:: MATERIAL TO PROCESS ::

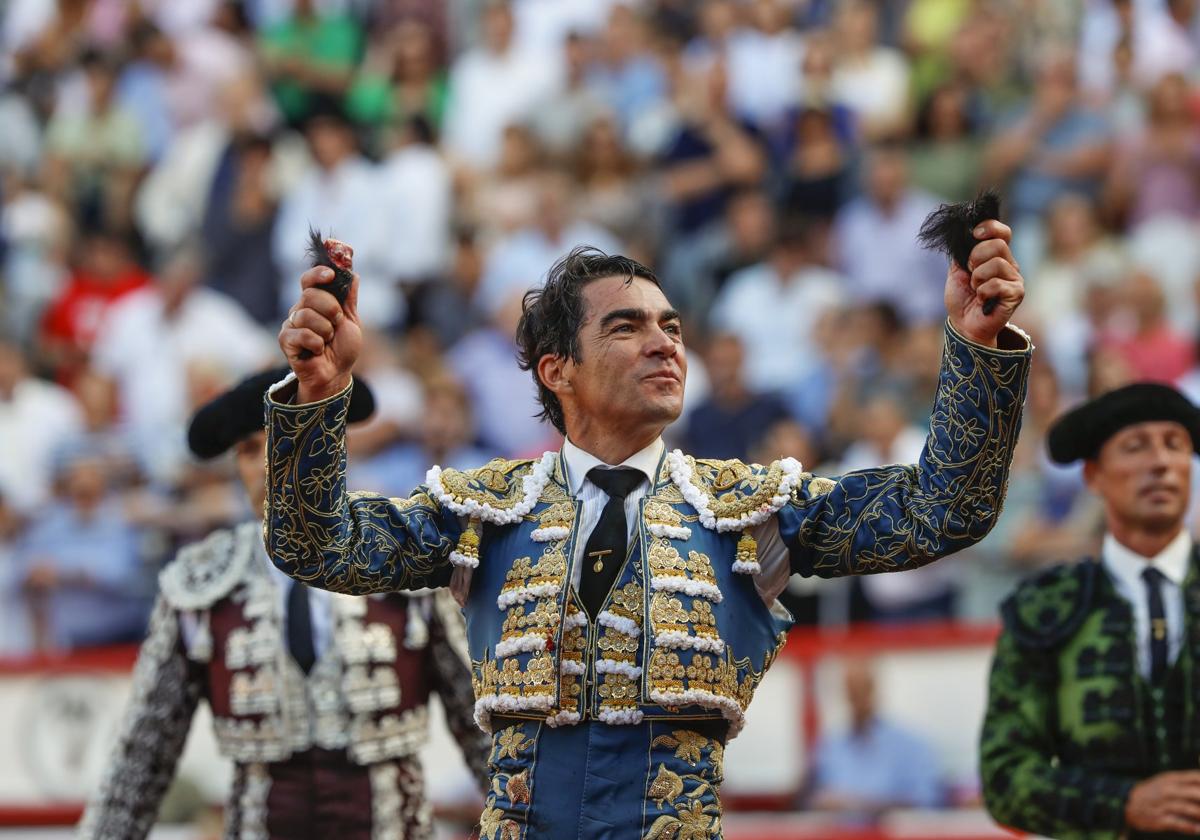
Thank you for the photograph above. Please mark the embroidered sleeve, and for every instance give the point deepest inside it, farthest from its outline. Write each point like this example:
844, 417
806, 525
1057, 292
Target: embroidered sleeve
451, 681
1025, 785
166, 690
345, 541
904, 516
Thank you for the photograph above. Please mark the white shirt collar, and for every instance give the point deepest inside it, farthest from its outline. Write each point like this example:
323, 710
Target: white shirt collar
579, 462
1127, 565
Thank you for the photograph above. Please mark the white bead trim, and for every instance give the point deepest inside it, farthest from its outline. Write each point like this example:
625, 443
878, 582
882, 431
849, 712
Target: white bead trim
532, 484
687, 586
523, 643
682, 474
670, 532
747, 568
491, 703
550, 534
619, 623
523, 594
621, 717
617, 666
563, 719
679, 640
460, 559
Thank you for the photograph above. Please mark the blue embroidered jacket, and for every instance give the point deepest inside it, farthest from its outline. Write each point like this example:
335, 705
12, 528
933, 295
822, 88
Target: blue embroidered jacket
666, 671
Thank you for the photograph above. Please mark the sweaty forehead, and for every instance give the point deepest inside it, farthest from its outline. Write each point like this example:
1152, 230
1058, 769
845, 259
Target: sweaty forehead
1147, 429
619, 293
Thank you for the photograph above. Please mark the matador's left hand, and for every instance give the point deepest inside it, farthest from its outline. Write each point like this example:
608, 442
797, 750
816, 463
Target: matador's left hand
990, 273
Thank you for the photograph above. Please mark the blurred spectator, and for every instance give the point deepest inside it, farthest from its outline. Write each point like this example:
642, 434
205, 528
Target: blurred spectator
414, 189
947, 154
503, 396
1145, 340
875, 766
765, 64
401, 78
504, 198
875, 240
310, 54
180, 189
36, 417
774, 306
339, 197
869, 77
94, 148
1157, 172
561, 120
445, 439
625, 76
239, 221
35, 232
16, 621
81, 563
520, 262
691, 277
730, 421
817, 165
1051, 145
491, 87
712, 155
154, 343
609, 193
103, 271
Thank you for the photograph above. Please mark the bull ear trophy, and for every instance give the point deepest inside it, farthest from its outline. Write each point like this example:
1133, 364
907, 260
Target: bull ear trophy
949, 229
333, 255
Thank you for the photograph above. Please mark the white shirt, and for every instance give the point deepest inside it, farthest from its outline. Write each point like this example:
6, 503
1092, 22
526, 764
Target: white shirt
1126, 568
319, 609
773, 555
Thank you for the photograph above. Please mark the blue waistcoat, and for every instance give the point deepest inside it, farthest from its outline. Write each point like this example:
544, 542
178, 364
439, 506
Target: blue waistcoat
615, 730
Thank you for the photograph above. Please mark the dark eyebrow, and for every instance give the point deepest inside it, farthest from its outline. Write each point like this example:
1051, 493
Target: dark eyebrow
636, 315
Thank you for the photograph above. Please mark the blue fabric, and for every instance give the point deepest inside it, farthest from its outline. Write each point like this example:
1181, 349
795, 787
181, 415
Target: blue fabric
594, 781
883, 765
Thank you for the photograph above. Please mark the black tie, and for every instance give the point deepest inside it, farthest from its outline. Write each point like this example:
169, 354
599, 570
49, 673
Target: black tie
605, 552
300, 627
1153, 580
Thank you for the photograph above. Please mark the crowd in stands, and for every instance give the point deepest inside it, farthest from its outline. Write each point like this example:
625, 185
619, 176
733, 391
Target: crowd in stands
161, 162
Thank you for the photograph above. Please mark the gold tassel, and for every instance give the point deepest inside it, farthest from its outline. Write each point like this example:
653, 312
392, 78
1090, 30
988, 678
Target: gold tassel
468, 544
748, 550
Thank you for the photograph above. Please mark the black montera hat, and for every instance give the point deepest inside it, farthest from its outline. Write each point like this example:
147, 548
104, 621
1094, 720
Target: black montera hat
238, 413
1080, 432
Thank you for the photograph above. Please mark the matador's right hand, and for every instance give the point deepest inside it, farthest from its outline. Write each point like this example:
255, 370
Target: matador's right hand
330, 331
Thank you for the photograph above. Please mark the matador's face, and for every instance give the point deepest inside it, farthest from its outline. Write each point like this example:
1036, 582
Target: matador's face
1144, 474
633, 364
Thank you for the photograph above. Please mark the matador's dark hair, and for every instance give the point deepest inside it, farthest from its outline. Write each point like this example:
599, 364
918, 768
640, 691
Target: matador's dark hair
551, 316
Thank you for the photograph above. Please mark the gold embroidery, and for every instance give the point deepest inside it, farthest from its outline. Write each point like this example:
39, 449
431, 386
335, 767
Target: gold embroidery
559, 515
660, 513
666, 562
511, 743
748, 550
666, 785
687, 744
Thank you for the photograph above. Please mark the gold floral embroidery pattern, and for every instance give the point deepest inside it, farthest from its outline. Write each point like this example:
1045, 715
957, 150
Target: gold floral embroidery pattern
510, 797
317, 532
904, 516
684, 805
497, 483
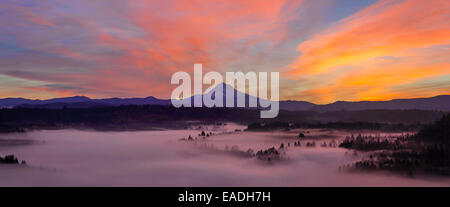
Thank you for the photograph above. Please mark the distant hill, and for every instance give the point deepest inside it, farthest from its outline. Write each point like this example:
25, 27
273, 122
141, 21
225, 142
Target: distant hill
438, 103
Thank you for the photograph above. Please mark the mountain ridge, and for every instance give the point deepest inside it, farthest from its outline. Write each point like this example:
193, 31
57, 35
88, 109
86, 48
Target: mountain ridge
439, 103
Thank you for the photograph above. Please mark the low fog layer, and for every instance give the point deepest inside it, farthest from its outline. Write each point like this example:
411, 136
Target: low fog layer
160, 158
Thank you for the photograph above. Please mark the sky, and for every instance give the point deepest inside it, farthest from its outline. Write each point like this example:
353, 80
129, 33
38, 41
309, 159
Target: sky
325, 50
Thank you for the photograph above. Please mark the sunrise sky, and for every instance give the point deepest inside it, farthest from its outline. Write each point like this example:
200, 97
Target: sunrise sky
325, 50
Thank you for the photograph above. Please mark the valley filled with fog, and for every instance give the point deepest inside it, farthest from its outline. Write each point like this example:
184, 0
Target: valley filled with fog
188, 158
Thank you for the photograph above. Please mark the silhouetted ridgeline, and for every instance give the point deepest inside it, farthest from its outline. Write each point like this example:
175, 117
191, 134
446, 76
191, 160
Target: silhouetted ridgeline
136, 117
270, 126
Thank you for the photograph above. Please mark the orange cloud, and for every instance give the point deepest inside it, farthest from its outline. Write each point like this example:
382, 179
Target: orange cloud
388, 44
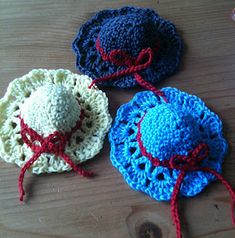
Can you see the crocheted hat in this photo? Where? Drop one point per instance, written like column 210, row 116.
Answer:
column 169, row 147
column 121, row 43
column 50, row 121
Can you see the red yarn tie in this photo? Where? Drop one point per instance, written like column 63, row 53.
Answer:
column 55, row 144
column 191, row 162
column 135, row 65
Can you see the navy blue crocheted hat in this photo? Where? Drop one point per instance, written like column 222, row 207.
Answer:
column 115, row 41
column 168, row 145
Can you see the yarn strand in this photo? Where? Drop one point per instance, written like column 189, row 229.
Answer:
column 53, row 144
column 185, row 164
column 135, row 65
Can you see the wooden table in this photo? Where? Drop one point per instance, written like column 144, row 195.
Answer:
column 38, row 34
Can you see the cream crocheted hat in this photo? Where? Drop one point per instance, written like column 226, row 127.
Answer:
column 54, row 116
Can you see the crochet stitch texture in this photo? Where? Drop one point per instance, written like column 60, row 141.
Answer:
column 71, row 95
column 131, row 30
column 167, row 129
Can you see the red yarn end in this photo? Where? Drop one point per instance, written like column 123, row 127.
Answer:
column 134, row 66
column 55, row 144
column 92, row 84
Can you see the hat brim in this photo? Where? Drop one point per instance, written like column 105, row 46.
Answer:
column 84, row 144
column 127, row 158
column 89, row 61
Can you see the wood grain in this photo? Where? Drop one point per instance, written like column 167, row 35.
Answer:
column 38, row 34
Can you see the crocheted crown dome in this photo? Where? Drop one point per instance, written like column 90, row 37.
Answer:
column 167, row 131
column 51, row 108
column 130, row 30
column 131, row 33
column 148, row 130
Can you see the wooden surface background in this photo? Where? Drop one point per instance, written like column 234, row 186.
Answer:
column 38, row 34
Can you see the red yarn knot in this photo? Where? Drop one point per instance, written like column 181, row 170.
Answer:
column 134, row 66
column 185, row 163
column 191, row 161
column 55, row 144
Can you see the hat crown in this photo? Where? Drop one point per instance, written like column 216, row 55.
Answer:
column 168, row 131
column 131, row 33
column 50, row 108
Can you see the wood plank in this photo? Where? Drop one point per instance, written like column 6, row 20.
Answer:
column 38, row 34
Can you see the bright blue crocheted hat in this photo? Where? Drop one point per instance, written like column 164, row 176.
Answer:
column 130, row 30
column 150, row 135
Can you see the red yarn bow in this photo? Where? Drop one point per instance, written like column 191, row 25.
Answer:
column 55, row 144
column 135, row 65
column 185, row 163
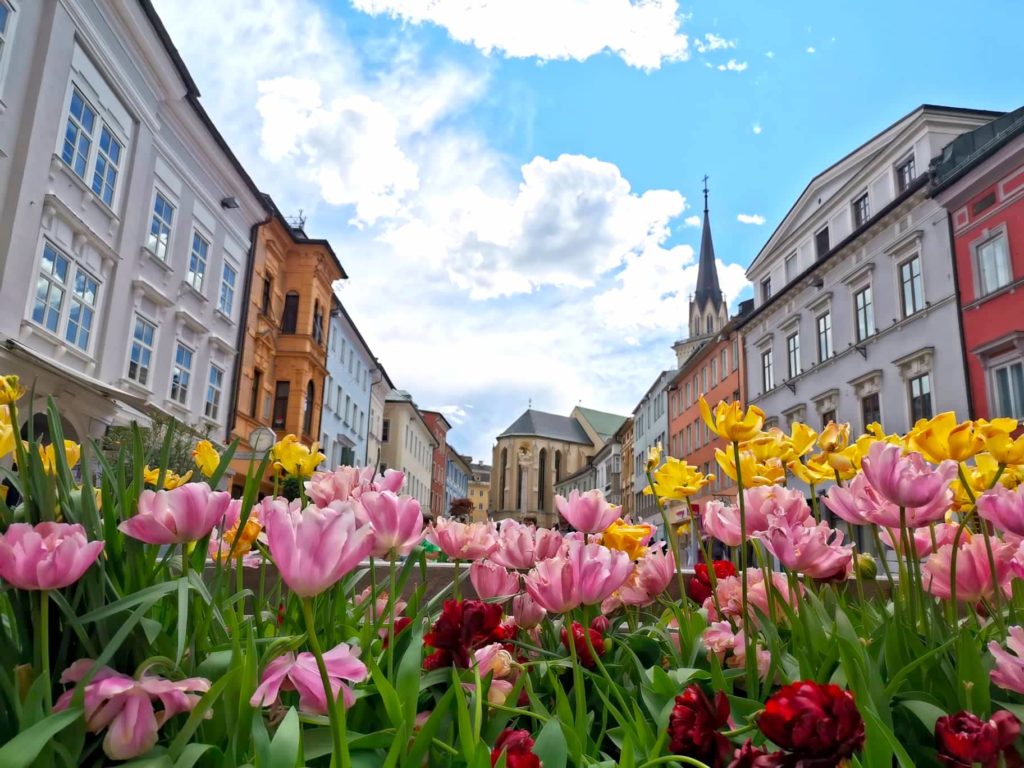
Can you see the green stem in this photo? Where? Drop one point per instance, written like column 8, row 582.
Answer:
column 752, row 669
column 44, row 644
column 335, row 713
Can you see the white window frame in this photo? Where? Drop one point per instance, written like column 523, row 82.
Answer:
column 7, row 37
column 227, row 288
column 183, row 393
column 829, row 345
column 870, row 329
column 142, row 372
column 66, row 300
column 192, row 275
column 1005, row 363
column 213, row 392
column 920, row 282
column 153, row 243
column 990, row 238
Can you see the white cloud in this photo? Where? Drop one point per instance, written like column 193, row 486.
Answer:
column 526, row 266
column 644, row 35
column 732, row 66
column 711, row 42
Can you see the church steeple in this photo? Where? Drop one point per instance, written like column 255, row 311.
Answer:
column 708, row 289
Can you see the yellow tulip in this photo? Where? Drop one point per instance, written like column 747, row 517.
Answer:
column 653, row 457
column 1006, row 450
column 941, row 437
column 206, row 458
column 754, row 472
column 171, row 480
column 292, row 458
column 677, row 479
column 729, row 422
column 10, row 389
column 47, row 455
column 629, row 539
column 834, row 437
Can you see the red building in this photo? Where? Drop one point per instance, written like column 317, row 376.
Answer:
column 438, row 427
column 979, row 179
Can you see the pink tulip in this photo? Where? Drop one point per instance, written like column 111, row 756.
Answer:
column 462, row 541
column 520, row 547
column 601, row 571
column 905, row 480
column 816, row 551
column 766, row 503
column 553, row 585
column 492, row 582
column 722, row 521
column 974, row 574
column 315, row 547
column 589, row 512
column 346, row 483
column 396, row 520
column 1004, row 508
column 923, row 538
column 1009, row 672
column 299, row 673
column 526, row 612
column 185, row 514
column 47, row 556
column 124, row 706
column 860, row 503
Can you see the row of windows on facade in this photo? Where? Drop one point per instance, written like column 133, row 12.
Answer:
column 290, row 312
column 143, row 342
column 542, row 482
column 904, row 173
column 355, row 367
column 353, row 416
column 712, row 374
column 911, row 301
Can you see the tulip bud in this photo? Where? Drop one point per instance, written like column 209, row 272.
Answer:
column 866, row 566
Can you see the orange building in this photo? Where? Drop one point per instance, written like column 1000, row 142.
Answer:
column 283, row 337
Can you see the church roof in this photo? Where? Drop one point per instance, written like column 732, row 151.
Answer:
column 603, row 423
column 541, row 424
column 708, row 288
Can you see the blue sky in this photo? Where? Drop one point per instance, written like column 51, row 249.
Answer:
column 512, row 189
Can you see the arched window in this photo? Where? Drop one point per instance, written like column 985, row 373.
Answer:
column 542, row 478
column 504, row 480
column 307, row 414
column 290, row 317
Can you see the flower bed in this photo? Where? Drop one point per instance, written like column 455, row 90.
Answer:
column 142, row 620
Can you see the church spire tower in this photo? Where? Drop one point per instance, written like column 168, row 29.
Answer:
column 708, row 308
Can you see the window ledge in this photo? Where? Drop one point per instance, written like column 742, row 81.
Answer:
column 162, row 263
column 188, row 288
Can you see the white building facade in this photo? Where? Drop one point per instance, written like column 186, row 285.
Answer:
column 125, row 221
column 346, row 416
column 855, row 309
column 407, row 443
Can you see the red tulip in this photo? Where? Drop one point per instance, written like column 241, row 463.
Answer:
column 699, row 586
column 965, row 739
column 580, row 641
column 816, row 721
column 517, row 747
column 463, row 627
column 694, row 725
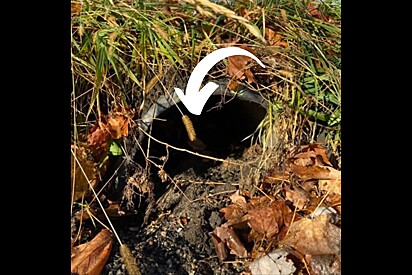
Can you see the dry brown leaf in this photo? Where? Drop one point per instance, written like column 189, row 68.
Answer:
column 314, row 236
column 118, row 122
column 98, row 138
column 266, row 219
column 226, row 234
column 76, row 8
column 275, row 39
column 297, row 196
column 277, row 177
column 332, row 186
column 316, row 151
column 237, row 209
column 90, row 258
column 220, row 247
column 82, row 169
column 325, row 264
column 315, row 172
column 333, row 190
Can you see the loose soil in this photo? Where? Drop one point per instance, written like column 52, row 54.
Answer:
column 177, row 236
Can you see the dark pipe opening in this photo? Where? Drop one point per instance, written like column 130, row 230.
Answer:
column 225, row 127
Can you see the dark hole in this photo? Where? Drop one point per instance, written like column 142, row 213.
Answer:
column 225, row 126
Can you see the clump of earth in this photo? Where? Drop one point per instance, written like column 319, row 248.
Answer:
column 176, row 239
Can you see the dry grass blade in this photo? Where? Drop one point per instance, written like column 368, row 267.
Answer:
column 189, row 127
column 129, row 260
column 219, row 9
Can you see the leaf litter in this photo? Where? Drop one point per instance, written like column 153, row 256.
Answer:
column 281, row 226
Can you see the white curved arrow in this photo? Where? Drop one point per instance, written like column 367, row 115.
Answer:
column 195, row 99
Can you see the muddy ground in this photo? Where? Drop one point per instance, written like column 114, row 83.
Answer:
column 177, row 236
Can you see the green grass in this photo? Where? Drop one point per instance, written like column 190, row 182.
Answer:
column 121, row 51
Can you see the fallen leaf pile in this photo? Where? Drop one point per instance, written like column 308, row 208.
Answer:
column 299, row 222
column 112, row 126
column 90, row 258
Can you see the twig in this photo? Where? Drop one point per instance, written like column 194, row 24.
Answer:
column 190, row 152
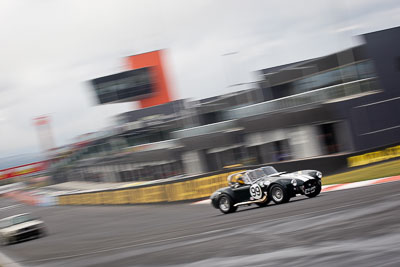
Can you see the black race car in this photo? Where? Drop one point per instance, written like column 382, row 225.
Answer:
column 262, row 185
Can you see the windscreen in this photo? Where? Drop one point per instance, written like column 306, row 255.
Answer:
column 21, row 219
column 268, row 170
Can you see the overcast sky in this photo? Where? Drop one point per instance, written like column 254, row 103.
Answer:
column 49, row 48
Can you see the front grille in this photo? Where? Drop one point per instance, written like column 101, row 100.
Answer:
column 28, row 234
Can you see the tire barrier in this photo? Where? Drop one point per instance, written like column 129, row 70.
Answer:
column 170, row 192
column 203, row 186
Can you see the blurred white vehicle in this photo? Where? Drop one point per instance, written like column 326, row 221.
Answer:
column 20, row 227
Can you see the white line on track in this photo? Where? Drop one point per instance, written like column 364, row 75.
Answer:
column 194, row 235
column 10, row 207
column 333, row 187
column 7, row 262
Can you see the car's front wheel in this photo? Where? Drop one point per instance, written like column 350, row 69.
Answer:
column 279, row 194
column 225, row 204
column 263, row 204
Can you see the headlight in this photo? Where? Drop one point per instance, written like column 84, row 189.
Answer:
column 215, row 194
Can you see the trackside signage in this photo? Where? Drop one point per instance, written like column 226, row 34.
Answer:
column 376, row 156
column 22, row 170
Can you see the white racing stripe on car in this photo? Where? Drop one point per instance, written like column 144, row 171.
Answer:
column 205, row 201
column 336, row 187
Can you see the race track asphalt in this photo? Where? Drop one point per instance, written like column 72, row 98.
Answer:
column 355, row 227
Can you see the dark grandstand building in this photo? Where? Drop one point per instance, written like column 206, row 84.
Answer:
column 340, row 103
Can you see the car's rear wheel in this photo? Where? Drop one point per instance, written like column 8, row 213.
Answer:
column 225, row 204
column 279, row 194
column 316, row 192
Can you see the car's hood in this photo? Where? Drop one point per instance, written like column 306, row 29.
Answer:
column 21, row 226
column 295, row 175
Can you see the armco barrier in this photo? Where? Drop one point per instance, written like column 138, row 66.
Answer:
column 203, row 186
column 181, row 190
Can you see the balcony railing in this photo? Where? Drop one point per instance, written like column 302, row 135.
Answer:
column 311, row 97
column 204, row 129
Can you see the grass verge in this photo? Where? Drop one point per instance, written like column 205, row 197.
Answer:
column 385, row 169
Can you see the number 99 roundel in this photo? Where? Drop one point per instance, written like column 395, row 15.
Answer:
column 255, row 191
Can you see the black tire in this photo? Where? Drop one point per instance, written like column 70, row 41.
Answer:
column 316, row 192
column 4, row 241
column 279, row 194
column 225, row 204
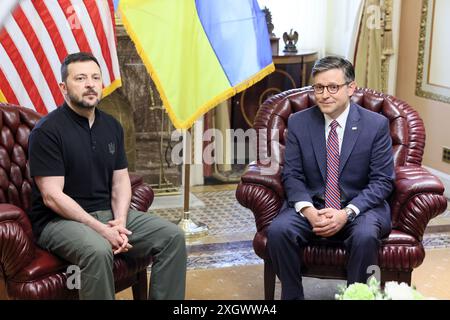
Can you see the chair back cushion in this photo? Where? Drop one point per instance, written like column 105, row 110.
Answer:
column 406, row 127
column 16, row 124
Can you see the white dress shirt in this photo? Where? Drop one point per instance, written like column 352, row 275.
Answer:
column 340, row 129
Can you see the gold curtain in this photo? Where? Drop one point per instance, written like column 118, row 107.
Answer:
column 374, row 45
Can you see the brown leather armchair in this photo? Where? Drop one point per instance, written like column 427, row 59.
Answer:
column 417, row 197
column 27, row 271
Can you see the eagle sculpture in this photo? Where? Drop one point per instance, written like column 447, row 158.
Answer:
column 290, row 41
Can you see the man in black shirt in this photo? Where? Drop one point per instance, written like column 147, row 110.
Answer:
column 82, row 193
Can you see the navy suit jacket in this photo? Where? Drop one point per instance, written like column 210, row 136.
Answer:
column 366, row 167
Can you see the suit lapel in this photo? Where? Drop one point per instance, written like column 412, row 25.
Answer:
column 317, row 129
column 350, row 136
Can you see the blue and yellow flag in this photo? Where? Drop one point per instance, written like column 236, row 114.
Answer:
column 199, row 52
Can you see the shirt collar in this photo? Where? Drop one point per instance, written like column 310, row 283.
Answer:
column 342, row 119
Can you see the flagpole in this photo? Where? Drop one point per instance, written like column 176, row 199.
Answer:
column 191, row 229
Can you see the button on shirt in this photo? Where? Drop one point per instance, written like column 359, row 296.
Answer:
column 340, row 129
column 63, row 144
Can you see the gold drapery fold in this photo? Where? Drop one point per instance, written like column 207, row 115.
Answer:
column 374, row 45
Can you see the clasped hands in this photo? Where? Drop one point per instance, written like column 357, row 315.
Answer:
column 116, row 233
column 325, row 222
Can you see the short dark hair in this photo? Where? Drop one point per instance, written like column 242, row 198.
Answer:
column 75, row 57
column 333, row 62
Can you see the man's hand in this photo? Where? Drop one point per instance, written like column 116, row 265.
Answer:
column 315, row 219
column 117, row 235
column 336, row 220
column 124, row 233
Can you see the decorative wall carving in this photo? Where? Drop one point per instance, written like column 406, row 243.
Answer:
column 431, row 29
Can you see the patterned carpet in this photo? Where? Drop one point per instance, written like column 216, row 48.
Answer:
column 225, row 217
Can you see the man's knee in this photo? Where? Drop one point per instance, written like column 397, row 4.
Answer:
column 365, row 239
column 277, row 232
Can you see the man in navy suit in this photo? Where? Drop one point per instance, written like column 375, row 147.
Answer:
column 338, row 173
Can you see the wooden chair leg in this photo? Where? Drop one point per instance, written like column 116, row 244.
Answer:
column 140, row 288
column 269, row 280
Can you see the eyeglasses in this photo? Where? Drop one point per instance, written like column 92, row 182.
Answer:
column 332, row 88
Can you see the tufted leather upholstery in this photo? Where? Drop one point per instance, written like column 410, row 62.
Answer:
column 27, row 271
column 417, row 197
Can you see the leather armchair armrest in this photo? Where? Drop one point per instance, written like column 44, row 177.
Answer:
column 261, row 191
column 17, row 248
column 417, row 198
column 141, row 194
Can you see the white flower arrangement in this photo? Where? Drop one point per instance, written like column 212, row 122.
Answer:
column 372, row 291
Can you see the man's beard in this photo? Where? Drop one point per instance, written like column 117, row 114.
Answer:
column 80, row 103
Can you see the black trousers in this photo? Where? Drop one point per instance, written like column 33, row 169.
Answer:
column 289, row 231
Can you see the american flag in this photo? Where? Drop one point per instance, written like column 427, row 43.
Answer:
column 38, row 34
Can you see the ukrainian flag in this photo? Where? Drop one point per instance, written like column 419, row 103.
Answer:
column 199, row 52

:::

■ EXERCISE DETAILS ■
Quote the rows above word for word, beginning at the line that has "Can you see the church steeple" and stopping after the line that has "column 979, row 179".

■ WRITTEN SOLUTION ■
Can you see the church steeple in this photo? Where? Drop one point per instance, written like column 255, row 311.
Answer:
column 708, row 289
Can you see the yellow tulip in this photo? Where? Drop one point per instance, written like column 747, row 517.
Answer:
column 653, row 457
column 1006, row 450
column 941, row 437
column 206, row 458
column 754, row 472
column 171, row 480
column 292, row 458
column 677, row 479
column 729, row 422
column 10, row 389
column 47, row 455
column 629, row 539
column 834, row 437
Can you see the red building in this photo? Where? Drop one point per instance, written like column 317, row 376.
Answer:
column 438, row 427
column 979, row 179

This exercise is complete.